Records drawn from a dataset

____

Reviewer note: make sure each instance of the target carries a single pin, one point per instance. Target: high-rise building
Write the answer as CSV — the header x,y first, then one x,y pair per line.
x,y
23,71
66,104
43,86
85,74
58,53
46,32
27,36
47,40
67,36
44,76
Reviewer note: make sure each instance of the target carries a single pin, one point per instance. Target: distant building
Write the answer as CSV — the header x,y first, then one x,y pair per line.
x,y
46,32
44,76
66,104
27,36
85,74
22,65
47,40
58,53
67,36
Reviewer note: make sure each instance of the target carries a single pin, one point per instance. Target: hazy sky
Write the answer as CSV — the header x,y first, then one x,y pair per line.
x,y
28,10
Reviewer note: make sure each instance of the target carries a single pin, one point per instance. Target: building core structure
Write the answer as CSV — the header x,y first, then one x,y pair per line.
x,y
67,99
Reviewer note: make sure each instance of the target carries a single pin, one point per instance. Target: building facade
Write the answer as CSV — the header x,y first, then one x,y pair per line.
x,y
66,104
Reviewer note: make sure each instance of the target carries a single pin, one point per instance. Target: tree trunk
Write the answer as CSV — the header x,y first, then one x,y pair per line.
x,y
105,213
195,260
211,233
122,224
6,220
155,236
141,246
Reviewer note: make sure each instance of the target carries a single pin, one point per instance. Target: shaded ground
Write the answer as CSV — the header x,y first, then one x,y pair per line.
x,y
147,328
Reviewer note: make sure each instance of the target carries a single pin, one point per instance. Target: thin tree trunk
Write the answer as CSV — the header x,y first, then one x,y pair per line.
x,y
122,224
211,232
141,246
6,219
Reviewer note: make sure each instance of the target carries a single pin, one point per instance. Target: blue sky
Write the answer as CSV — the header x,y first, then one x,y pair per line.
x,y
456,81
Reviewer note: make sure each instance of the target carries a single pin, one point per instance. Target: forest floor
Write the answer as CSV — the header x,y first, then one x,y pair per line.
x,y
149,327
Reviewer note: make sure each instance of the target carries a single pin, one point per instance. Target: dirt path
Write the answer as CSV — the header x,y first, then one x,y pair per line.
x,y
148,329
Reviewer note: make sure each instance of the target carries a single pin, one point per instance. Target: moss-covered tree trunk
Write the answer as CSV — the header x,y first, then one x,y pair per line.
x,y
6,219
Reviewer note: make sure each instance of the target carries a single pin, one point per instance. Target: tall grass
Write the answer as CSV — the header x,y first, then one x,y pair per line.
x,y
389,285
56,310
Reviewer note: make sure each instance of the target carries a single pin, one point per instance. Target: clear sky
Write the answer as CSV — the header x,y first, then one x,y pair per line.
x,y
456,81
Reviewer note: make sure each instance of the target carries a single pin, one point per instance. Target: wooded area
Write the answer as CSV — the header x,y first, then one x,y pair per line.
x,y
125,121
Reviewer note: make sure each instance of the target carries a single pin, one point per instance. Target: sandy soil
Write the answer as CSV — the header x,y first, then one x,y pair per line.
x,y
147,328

____

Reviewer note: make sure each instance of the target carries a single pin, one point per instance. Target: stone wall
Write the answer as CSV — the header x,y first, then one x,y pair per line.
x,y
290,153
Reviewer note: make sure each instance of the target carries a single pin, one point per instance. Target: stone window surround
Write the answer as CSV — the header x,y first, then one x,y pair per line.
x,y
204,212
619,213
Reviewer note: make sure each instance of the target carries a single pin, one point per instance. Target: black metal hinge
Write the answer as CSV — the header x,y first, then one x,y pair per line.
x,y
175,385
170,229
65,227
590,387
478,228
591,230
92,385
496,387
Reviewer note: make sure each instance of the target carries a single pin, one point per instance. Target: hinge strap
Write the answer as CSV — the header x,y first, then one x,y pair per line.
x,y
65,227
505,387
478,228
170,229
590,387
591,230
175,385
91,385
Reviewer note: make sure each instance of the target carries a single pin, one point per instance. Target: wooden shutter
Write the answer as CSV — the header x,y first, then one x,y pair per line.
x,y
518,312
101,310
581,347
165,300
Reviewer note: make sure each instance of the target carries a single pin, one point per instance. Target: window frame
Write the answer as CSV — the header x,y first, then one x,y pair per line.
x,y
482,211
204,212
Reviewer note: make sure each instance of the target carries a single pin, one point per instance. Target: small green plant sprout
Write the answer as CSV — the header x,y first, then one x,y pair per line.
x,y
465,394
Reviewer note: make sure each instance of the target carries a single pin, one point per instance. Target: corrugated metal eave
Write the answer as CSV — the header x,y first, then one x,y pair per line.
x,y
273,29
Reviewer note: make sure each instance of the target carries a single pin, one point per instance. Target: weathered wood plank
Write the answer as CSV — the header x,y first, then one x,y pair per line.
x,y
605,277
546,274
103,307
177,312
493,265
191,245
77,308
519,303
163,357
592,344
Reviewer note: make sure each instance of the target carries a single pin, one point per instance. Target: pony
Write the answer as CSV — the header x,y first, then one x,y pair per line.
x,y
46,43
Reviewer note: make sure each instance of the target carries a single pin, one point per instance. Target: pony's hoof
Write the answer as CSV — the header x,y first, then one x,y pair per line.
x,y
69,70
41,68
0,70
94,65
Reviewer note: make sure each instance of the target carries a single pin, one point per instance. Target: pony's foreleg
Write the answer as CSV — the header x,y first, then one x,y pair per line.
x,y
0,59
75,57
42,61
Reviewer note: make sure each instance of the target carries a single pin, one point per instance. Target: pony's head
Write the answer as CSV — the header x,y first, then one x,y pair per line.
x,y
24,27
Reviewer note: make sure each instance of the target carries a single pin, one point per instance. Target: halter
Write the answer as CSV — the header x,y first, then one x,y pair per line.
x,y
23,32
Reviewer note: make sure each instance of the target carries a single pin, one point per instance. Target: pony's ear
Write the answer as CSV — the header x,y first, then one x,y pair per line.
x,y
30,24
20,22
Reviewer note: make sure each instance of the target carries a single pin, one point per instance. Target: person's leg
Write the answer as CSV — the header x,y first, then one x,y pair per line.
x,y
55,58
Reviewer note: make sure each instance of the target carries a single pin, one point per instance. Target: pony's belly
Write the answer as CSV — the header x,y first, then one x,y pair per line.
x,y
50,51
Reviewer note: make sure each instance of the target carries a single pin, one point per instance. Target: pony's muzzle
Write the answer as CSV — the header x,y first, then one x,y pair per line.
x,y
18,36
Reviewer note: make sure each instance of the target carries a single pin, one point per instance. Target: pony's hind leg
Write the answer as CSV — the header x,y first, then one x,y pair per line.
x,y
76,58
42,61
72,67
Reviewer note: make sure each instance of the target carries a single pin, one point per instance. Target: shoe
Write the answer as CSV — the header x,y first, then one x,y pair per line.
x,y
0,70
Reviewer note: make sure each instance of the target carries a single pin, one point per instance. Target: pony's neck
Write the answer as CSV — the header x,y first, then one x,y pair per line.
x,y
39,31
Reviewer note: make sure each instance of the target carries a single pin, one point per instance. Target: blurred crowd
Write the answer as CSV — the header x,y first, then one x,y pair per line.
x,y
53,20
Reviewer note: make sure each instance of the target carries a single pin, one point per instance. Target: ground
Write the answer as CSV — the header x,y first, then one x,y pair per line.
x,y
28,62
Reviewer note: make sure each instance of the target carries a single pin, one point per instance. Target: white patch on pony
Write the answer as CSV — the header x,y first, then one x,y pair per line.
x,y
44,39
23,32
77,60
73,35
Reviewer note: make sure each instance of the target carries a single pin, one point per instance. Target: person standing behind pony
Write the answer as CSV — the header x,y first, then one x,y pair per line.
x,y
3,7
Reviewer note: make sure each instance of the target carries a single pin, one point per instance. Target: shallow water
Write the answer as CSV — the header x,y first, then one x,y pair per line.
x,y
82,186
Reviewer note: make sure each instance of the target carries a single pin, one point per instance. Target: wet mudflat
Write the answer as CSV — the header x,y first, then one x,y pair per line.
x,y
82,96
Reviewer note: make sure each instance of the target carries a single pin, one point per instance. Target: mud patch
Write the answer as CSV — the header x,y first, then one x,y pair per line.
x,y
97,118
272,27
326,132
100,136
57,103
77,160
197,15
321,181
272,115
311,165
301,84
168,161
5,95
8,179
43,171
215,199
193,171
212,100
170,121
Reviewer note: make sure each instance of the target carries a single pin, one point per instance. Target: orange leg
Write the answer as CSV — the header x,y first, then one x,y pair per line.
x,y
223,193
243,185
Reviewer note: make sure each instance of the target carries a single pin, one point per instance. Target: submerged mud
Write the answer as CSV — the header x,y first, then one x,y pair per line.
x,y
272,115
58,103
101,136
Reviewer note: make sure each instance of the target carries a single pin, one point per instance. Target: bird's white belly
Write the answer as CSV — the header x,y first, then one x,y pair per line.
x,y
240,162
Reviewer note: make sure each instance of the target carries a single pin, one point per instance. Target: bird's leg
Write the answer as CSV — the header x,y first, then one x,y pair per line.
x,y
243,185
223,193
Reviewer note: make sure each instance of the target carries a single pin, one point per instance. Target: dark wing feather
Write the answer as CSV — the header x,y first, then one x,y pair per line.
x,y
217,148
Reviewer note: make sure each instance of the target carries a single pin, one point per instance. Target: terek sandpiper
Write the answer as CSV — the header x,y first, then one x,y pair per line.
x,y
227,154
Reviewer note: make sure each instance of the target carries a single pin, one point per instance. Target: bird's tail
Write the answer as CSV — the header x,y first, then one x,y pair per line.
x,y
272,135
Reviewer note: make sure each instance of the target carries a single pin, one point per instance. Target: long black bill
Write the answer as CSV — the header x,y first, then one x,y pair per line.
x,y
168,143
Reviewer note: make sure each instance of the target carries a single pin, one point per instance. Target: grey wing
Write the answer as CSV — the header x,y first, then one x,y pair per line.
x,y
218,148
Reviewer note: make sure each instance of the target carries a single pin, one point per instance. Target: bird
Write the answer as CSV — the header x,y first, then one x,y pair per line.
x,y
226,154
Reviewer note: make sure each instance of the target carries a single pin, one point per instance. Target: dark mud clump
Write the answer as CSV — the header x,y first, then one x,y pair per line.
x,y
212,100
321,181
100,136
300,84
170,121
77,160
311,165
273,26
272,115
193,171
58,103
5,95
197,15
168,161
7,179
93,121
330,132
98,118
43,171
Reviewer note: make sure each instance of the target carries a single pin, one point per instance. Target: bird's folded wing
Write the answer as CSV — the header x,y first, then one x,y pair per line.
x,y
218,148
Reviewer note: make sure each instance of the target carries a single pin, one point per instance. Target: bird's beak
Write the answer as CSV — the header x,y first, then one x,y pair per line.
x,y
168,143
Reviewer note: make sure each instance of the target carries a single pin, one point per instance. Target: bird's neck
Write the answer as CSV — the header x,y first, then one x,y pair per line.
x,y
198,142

____

▸ Description of the task
Review the preceding data and report every line that includes the string "patch".

▸ The answer
Reviewer note: make sure each instance of the target carries a single pin, one point per instance. Target: white patch on pony
Reviewer note: make sure each instance of the target carries a single pin, one point per instance. Target: mud patch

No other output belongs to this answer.